= Extract to read =
________

Partial Evaluation

Offline partial evaluation relies on a binding time analysis to identify which parts of a program are static and can therefore be specialized. At the same time binding-time improvements are necessary to enable greater portions of the code to be partially evaluated. Without using \(\eta\)-expansions as a binding time improvement, a greater burden falls on the programmer to make their code amenable to partial evaluation.

In Eta-expansion does The Trick Danvy, Malmkjær and Palsberg perform binding-time analysis as a series of typing judgments that augment the \(\lambda\)-calculus with binding time information. They use \(\eta\)-expansion to fully specialize a program such that the only remaining terms are entirely dynamic. Sperber and Thiemann describe in The Essence of LR Parsing two implementations of a functional LR parser that can be partially evaluated to yield runtime improvements. However, the partial evaluator they use does not specialize their parsers sufficiently, leading to the manual introduction of binding time improvements that could have otherwise been captured using \(\eta\)-expansion.

Danvy, et al.’s Binding Time Improvements

Danvy, et al. implement two sets of binding time improvements in their partial evaluator: continuation-passing style code-motion, and \(\eta\)-expansion. The former improvement is captured by Similix – the partial evaluator used in The Essence of LR Parsing – and will not be elaborated for the purposes of this essay.

An \(\eta\)-expansion wraps a term by its type’s corresponding constructor and destructor to add a layer of indirection to the underlying data. For example, a dynamic pair \(p\) of type \(d\) is \(\eta\)-expanded to \(\overline \langle \underline {\textrm{fst}}\ p, \underline {\textrm{snd}}\ p \overline \rangle\), where an \(\overline {\textrm{overlined}}\) operator denotes that it is static, and an \(\underline {\textrm{underlined}}\) operator is dynamic. \(\eta\)-expansions serve to coerce static terms into dynamic contexts and vice-versa. This is particularly useful when dealing with partially static data.

Say, we have a static function \(f\) which we want to apply so that we can unwrap – and therefore specialize – it. Moreover, let \(f\) take as input a sum of type \(d + (d \times d)\). Unfortunately, in our program, when we apply \(f\), our argument to \(f\) is some dynamic value \(v\). Applying \(f \ \underline @\ v\) would prevent any specialization here. \(\eta\)-expansion allows us to coerce \(v\) into a static value so that we can specialize \(f\):

\[\begin{align} f \ \overline @ &\ (\underline {\textrm{case}}\ v \ \underline {\textrm{of}}\ \textsf L\ x \rightarrow \overline {\textsf L}\ x \mid \textsf R \ y \rightarrow \overline {\textsf R}\ \overline \langle\underline {\textrm{fst}}\ y, \underline {\textrm{snd}}\ y \overline \rangle) \leadsto \\ & \underline {\textrm{case}}\ v \ \underline {\textrm{of}}\ \textsf L\ x \rightarrow f \ \overline @ \ (\overline {\textsf L}\ x) \mid \textsf R \ y \rightarrow f \ \overline @ \ (\overline {\textsf R}\ \overline \langle\underline {\textrm{fst}}\ y, \underline {\textrm{snd}}\ y \overline \rangle) \end{align}\]

Thus, we have one example among many, showing how \(\eta\)-expansion works as a binding time improvement to enable further specialization.

________

= Dataset rows =
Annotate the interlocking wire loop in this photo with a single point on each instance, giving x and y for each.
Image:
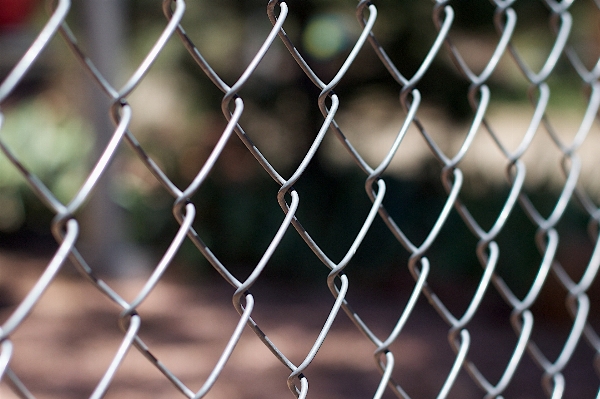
(489, 249)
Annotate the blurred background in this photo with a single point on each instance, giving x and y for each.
(57, 122)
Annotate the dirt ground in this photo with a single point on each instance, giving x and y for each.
(64, 347)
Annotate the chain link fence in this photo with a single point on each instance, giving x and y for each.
(540, 150)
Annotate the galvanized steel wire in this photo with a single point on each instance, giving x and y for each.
(66, 225)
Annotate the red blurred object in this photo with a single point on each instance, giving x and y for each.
(15, 12)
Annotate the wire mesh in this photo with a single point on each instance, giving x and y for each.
(486, 133)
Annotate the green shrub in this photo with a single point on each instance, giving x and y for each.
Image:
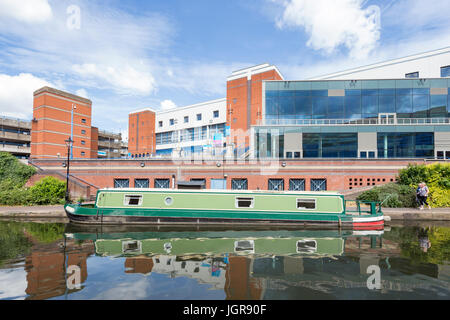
(13, 170)
(437, 178)
(392, 195)
(49, 190)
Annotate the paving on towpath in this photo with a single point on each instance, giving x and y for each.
(57, 211)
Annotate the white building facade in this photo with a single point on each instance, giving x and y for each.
(432, 64)
(194, 129)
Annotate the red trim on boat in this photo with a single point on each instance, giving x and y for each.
(372, 225)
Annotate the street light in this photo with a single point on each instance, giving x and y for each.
(69, 144)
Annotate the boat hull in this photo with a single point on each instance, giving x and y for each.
(96, 216)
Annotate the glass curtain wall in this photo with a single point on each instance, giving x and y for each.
(364, 99)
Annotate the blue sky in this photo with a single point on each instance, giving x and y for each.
(128, 55)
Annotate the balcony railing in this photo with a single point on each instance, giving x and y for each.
(15, 149)
(352, 122)
(15, 122)
(16, 136)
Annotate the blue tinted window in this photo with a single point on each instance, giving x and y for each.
(369, 92)
(287, 93)
(369, 104)
(303, 93)
(438, 106)
(404, 104)
(319, 93)
(319, 107)
(286, 106)
(445, 71)
(403, 91)
(387, 104)
(271, 106)
(353, 107)
(353, 92)
(421, 91)
(412, 75)
(387, 92)
(336, 107)
(271, 93)
(303, 106)
(448, 106)
(420, 106)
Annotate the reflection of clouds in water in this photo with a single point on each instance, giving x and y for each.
(107, 280)
(13, 284)
(135, 290)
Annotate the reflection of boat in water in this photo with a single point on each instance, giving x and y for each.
(213, 243)
(213, 207)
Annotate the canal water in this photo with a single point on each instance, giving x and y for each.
(62, 261)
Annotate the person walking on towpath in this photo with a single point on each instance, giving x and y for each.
(422, 195)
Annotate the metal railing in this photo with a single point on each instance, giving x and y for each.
(343, 122)
(368, 207)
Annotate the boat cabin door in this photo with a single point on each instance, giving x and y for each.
(387, 118)
(101, 200)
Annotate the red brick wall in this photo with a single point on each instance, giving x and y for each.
(340, 175)
(141, 133)
(52, 125)
(237, 101)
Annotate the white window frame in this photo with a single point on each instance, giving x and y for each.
(312, 250)
(244, 251)
(252, 201)
(126, 200)
(139, 246)
(307, 200)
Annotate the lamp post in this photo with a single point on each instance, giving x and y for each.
(69, 144)
(74, 107)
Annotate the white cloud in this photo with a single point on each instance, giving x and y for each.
(402, 36)
(112, 50)
(82, 93)
(29, 11)
(167, 105)
(14, 283)
(332, 24)
(123, 79)
(16, 94)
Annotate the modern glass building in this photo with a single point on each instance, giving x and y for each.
(405, 118)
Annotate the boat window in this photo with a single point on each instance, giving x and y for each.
(245, 202)
(131, 200)
(247, 246)
(168, 201)
(309, 204)
(131, 246)
(306, 246)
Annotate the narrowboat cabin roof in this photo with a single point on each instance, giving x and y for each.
(220, 191)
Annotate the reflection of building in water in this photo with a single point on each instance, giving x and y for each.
(240, 285)
(372, 244)
(45, 267)
(205, 270)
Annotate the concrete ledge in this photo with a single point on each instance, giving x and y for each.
(33, 212)
(397, 214)
(439, 214)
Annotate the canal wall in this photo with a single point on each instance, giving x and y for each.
(397, 214)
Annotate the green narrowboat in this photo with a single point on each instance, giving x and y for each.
(215, 207)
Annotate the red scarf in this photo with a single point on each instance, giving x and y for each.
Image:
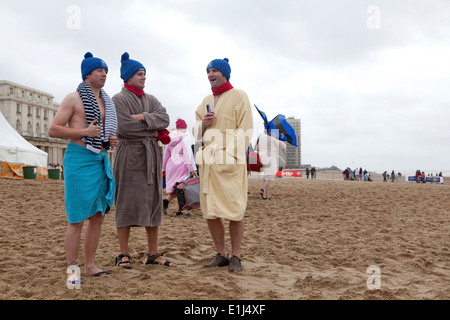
(163, 135)
(137, 91)
(217, 91)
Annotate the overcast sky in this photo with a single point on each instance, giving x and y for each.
(369, 79)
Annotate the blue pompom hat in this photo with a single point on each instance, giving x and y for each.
(222, 65)
(129, 67)
(90, 63)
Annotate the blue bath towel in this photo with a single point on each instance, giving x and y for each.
(89, 183)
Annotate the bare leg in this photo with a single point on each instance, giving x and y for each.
(72, 242)
(236, 234)
(217, 230)
(91, 240)
(123, 234)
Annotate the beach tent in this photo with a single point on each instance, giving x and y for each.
(15, 149)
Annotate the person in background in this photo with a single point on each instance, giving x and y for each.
(178, 162)
(269, 151)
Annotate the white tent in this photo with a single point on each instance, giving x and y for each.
(15, 149)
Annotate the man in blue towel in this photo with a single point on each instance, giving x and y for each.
(87, 118)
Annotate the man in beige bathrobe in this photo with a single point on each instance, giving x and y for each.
(138, 162)
(226, 130)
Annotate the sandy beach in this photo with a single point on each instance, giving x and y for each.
(314, 240)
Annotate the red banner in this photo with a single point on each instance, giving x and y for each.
(290, 173)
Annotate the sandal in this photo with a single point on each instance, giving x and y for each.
(151, 260)
(120, 262)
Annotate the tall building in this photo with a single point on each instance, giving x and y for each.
(31, 112)
(293, 154)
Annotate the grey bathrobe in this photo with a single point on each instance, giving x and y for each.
(138, 162)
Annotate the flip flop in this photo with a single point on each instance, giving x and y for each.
(104, 272)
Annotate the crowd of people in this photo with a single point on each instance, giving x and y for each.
(356, 174)
(135, 124)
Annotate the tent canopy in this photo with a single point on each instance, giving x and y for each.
(15, 149)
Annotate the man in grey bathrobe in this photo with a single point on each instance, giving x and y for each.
(138, 162)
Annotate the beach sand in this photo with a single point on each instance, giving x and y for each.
(314, 240)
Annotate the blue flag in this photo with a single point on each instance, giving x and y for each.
(280, 128)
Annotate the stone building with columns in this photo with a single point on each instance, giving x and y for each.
(30, 112)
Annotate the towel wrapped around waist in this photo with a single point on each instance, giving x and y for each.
(89, 183)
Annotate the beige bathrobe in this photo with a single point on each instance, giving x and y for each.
(138, 162)
(222, 159)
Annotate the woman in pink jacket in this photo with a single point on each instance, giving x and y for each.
(178, 162)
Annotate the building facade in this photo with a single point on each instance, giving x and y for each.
(31, 112)
(294, 154)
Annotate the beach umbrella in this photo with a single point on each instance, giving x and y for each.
(279, 127)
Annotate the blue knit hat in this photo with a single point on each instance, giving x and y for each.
(90, 63)
(129, 67)
(222, 65)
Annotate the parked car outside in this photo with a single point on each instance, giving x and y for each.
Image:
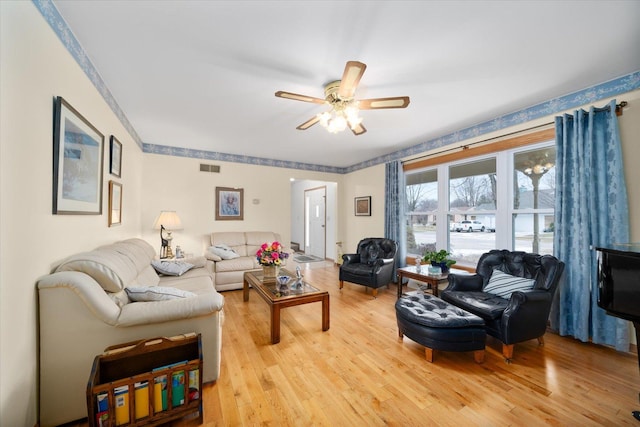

________

= What to work on =
- A) Summarize the partial evaluation essay in two sentences.
- B) Translate this sentence from the partial evaluation essay into Spanish: "An η-expansion wraps a term by its type's corresponding constructor and destructor to add a layer of indirection to the underlying data."
- C) List every person the partial evaluation essay names.

= Solution set =
- A) Offline partial evaluation depends on a binding time analysis to identify the static parts of a program, and binding-time improvements such as η-expansion allow more of the code to be specialized. The essay describes Danvy, Malmkjær and Palsberg's use of η-expansion and Sperber and Thiemann's LR parsers, whose partial evaluator required manual binding time improvements, and it shows how η-expansion coerces a dynamic value into a static one so that a static function can be specialized.

- B) Una η-expansión envuelve un término con el constructor y el destructor correspondientes a su tipo para añadir una capa de indirección a los datos subyacentes.

- C) Danvy, Malmkjær, Palsberg, Sperber, Thiemann